• **Exercise requirements**
Return the listing as it stands, from its first line up to and including the line with "column 33, row 735". Leave out the pictures.

• **Excerpted records**
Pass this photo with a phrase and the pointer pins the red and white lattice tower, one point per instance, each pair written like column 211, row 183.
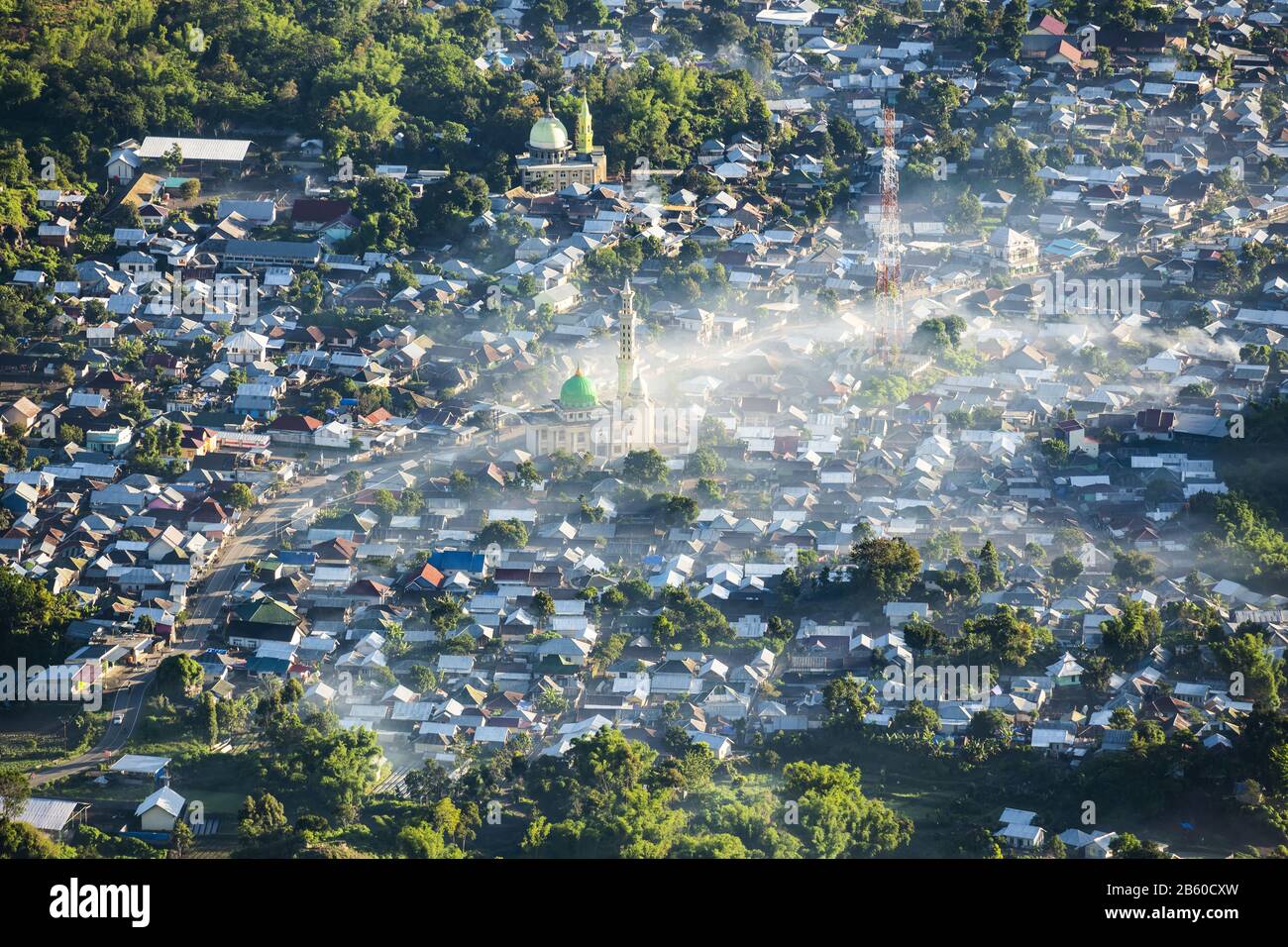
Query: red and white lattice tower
column 889, row 286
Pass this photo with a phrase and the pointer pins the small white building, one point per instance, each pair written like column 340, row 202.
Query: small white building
column 159, row 812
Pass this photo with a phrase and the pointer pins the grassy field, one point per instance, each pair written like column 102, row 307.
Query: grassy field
column 33, row 735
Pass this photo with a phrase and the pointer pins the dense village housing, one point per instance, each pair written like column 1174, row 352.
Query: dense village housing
column 874, row 407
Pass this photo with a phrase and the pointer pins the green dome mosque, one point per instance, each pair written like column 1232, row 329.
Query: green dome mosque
column 578, row 393
column 548, row 134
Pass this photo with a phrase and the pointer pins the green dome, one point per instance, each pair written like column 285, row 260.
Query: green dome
column 578, row 393
column 548, row 134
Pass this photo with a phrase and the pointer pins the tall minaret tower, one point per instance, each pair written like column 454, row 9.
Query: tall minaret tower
column 626, row 346
column 585, row 136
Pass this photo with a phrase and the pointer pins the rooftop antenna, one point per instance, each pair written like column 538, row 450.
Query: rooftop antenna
column 889, row 287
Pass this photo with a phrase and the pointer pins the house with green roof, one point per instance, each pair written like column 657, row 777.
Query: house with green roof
column 262, row 620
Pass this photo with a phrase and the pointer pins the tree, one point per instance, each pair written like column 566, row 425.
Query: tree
column 990, row 569
column 1132, row 633
column 12, row 453
column 836, row 819
column 552, row 701
column 240, row 496
column 917, row 719
column 14, row 792
column 1260, row 673
column 1132, row 569
column 704, row 463
column 178, row 676
column 1055, row 451
column 1065, row 569
column 1127, row 845
column 887, row 567
column 644, row 467
column 848, row 701
column 1122, row 719
column 1000, row 637
column 181, row 839
column 990, row 724
column 542, row 605
column 33, row 621
column 507, row 534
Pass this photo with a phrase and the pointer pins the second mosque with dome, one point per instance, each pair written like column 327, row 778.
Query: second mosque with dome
column 553, row 161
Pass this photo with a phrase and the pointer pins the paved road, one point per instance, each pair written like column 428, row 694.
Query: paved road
column 258, row 536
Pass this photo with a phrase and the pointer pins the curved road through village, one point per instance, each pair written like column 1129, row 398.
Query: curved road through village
column 258, row 536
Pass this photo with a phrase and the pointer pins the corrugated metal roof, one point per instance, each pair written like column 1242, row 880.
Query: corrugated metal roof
column 48, row 814
column 194, row 149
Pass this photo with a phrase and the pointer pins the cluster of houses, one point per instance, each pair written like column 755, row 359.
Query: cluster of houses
column 236, row 357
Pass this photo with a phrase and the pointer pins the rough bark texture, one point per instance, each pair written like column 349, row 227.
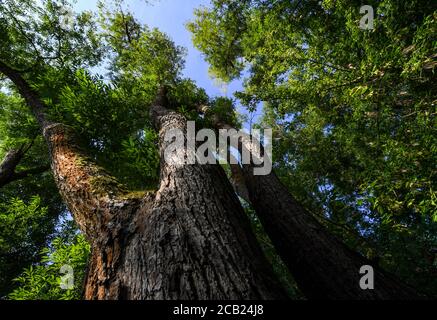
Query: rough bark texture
column 190, row 240
column 9, row 164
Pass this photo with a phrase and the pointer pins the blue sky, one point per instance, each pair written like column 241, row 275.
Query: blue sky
column 170, row 16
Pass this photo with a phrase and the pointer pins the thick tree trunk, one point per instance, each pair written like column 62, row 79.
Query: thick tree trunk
column 323, row 267
column 190, row 240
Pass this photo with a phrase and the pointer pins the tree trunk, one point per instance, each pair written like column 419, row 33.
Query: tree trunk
column 189, row 240
column 322, row 266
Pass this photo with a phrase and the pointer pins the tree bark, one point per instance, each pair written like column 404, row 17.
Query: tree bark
column 322, row 266
column 189, row 240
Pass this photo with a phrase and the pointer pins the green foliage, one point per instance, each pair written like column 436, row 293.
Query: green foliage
column 23, row 230
column 43, row 281
column 352, row 111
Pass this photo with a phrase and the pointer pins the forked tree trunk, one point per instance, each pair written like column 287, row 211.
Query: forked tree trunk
column 189, row 240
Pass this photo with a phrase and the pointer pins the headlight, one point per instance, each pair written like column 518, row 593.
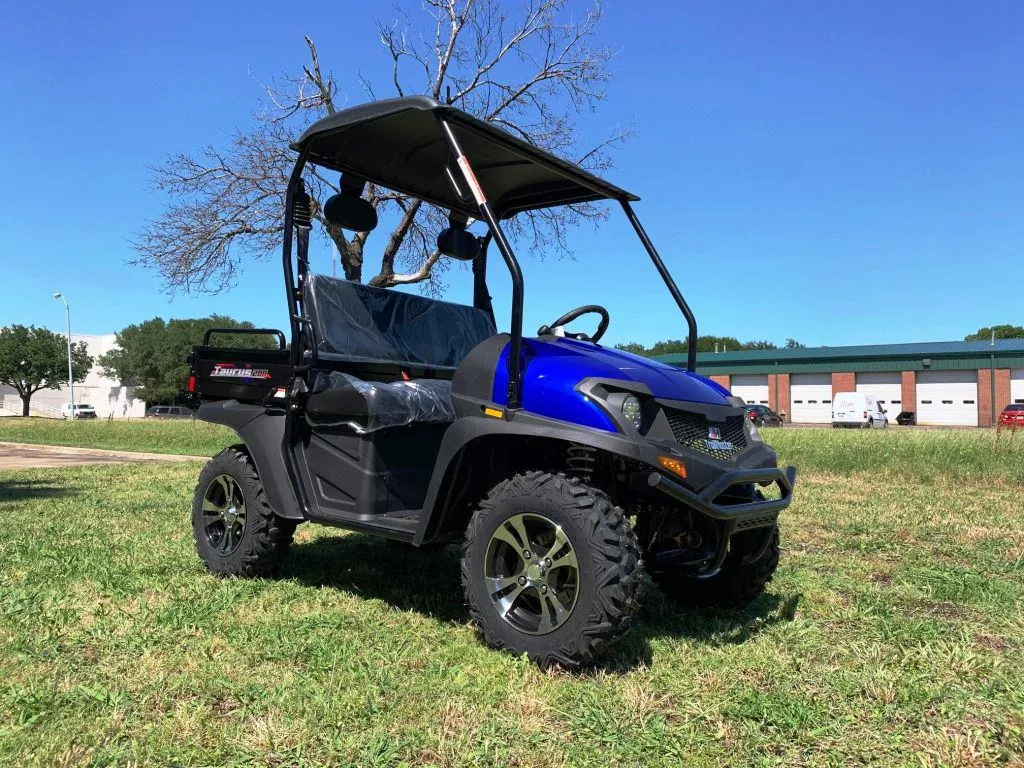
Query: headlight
column 631, row 410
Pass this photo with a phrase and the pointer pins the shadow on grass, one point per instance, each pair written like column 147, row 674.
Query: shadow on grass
column 427, row 582
column 23, row 491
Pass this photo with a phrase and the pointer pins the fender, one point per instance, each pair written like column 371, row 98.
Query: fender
column 262, row 432
column 464, row 432
column 467, row 430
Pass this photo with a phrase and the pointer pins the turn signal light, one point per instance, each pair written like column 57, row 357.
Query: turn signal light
column 673, row 465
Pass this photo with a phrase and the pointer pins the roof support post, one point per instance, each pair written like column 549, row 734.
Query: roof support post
column 691, row 323
column 291, row 289
column 488, row 215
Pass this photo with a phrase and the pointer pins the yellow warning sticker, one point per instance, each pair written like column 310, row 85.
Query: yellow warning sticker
column 474, row 185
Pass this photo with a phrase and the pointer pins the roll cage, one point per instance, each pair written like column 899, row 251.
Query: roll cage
column 433, row 152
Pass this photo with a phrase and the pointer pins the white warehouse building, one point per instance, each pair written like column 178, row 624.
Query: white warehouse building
column 108, row 396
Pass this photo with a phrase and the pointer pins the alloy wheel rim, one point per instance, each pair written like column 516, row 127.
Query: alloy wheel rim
column 223, row 514
column 531, row 573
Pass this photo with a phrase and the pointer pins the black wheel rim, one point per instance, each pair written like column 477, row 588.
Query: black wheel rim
column 531, row 573
column 223, row 514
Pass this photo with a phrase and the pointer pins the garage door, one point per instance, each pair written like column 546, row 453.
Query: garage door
column 947, row 397
column 1017, row 385
column 753, row 388
column 887, row 388
column 811, row 395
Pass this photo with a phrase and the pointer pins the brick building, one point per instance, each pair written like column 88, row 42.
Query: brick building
column 948, row 382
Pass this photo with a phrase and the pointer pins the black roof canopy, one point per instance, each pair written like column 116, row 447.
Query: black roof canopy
column 398, row 143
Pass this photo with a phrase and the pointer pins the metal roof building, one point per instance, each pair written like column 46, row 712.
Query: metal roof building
column 944, row 382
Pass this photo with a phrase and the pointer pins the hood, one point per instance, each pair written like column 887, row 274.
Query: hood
column 664, row 381
column 554, row 367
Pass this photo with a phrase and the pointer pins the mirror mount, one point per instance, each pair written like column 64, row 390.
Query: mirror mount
column 347, row 209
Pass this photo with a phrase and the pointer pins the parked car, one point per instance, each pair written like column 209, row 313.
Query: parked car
column 858, row 410
column 82, row 411
column 906, row 418
column 762, row 416
column 1013, row 416
column 169, row 412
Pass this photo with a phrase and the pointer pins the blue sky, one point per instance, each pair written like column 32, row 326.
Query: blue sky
column 784, row 153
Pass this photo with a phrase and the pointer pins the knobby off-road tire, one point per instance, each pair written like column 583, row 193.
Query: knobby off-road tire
column 228, row 489
column 736, row 584
column 593, row 562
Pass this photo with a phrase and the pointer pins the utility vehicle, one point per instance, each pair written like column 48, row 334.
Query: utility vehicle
column 561, row 466
column 858, row 410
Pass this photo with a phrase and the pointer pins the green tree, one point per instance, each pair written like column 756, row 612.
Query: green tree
column 1001, row 332
column 632, row 346
column 762, row 344
column 34, row 358
column 151, row 355
column 705, row 344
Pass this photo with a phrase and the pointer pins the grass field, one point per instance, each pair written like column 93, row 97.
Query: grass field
column 151, row 435
column 891, row 634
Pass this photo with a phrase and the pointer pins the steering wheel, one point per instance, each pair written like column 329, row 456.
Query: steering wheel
column 579, row 312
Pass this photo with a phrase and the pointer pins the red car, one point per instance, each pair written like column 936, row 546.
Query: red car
column 1013, row 416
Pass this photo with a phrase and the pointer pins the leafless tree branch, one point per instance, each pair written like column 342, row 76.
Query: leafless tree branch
column 532, row 70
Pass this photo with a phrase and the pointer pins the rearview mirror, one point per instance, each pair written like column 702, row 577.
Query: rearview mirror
column 459, row 244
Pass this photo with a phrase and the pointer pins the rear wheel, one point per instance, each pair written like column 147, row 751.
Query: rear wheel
column 550, row 568
column 237, row 532
column 751, row 564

• **Solution**
Pass this photo with a phrase and the pointer pins the red and white lattice tower, one point per instance, each pair written like column 211, row 183.
Query: red and white lattice tower
column 889, row 286
Pass this photo with a phrase and the pointer pins the small white building, one point per instance, each pair written like column 340, row 202.
Query: small white building
column 159, row 812
Pass this photo with a phrase and the pointer pins the grassy field, one point per instance, each pair written like column 102, row 307.
Query: grassy field
column 33, row 735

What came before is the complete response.